## Required work
(a) Answer these questions using the backlink penalty guide:
(i) Through which service does the guide say to submit a disavow file?
(ii) How often does the guide recommend reviewing your backlink profile?
(iii) According to the guide, how soon do most sites hear back after a reconsideration request?
(b) Reproduce the passage of the backlink penalty guide word for word between "How to Prevent" and "pass on it.", inclusive.

## Extracted text
Step 3: Reach Out for Removals
For those links that you want to delete or at least get rid of, try contacting the owner or webmaster of the website and ask him to do so. Keep records of all the attempts and contacts made during this step.
Step 4: Disavow What You Cannot Remove
For links that you failed to remove via contacts, create a disavow file and submit it through Google Search Console. The Disavow tool signals Google to ignore links in question when evaluating your website. However, keep in mind that you should not go into disavowing links blindly.
How to Get Google to Reconsider Your Penalty?
Once your audit and cleanup are complete, you can submit a reconsideration request through Google Search Console.
A strong request includes three things:
- An honest account of what happened and how the problematic links came to exist
- A detailed record of the steps you took to fix the issue, including outreach logs and your disavow file
- A clear commitment to maintaining link-building practices that align with Google’s guidelines going forward
Google reviews these manually. Response times vary, but most sites hear back within a few weeks. If the request is approved, the manual action is lifted, and rankings can begin recovering over the following weeks and months. Patience is important here. Continue building quality content and earning legitimate links while you wait.
How to Prevent an Unnatural Links Penalty?
The steps below make a meaningful difference in keeping your backlink profile clean from the start.
Vet Every Site Before Pursuing a Link
Look beyond domain authority numbers. Visit the actual website. Ask yourself whether it serves a real audience, whether the content is genuinely useful, and whether a link there would make sense to an actual reader. If the site exists primarily to sell placements, pass on it.
Keep Your Anchor Text Varied
A natural backlink profile contains a mix of branded anchors, naked URLs, partial match phrases, generic terms, and yes, some exact match anchors. When any one type dominates too heavily, the profile starts looking engineered.
Audit Your Backlinks Regularly
A quarterly review of your backlink profile lets you spot and address issues before they compound. Link profiles are not static. New links appear, sources degrade, and patterns can shift over time.

## Excerpted data
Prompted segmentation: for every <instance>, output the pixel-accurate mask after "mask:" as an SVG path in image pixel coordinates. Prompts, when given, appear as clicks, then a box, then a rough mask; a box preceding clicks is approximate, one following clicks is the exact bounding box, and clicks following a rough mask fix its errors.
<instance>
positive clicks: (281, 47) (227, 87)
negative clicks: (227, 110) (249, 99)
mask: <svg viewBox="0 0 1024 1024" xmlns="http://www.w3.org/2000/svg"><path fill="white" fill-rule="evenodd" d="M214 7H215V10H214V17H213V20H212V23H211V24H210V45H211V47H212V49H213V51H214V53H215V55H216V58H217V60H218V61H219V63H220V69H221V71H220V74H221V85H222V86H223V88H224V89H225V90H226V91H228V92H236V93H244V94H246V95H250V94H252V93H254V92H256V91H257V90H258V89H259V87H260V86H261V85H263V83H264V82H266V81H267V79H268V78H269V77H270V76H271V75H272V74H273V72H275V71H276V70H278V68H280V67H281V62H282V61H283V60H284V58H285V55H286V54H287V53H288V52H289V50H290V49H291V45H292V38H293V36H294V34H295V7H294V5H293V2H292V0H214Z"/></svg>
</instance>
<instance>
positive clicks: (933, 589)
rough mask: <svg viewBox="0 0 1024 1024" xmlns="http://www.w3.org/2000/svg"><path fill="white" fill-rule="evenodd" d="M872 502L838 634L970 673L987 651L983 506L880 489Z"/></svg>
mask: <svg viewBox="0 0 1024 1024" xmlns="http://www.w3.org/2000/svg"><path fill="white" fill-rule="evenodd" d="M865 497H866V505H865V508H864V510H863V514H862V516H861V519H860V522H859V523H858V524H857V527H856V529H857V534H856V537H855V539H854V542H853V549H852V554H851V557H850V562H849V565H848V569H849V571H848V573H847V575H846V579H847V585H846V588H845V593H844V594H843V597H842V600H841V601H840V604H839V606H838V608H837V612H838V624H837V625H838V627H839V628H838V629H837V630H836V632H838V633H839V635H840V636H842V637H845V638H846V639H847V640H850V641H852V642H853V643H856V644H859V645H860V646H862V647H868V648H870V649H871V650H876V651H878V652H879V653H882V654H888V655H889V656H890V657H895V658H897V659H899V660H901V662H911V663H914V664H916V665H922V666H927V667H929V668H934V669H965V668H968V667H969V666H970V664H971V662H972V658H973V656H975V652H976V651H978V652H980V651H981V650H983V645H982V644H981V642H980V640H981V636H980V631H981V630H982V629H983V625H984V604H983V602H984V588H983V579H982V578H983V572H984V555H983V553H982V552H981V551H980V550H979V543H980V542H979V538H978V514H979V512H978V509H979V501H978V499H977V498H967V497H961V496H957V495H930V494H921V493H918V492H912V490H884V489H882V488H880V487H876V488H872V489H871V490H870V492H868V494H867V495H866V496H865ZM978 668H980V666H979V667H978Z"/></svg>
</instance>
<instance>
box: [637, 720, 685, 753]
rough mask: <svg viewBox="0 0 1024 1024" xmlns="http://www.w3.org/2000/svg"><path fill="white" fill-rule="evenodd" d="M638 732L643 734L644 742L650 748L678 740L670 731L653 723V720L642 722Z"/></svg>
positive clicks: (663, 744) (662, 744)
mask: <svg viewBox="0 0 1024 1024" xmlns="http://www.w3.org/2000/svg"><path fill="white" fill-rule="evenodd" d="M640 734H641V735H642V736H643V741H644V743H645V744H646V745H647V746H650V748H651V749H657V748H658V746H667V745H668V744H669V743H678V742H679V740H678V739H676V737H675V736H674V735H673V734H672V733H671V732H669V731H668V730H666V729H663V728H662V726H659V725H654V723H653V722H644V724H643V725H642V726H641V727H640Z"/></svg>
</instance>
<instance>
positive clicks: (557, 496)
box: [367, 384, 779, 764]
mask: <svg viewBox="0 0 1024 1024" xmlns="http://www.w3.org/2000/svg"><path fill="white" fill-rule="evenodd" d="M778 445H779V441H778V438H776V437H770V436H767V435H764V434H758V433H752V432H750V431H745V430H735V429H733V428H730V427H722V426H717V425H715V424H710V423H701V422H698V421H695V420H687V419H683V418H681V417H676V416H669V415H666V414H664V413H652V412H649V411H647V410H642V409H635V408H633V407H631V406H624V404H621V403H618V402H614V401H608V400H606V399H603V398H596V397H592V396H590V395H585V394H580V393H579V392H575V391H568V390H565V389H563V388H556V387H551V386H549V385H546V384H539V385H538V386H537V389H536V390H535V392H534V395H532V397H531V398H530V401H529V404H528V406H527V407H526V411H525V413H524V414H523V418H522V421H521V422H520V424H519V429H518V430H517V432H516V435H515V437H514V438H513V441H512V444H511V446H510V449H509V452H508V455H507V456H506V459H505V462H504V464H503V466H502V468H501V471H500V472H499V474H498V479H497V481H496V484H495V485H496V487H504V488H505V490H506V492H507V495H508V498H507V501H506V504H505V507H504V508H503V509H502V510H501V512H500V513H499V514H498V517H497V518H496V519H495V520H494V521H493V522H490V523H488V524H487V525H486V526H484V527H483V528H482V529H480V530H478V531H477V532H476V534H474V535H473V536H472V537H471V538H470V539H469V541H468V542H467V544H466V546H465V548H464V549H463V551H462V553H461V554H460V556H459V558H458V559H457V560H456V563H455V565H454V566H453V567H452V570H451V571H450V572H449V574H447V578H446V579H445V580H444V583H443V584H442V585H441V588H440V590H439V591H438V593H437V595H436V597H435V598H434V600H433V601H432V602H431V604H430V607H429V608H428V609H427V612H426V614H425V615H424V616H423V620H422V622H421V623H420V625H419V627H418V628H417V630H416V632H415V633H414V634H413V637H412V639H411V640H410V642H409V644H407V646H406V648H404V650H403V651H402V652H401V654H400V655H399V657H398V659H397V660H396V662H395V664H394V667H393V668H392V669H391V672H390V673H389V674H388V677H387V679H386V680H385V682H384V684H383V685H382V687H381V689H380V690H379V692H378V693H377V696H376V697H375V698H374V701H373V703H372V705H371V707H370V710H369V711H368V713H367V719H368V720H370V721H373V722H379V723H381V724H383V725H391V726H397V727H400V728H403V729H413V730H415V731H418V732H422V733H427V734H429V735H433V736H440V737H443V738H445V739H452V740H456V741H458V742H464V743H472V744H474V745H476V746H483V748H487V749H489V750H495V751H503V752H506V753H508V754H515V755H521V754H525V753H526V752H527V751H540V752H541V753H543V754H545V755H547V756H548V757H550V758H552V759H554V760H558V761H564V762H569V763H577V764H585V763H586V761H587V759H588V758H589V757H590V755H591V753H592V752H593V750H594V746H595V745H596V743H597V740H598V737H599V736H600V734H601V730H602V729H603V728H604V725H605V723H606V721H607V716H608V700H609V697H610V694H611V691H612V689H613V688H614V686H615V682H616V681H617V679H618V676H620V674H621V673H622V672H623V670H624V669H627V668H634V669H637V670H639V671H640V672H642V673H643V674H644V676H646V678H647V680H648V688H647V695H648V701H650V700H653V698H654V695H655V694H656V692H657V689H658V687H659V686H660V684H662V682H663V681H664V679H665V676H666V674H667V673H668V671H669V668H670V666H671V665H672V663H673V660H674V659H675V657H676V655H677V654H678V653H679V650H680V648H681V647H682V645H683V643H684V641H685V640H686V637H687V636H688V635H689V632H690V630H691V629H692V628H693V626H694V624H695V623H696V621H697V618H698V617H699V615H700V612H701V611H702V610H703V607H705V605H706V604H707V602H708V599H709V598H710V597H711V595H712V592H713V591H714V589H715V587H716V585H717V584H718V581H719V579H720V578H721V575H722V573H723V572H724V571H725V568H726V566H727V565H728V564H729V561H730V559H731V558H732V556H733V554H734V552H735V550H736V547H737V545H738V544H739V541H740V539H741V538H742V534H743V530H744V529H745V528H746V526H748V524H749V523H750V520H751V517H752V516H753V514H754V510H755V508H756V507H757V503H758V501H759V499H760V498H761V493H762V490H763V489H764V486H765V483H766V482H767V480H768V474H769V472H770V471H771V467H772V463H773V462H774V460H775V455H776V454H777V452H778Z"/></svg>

## Your responses
(a)
(i) Google Search Console
(ii) Quarterly
(iii) Within a few weeks

(b)
How to Prevent an Unnatural Links Penalty?
The steps below make a meaningful difference in keeping your backlink profile clean from the start.
Vet Every Site Before Pursuing a Link
Look beyond domain authority numbers. Visit the actual website. Ask yourself whether it serves a real audience, whether the content is genuinely useful, and whether a link there would make sense to an actual reader. If the site exists primarily to sell placements, pass on it.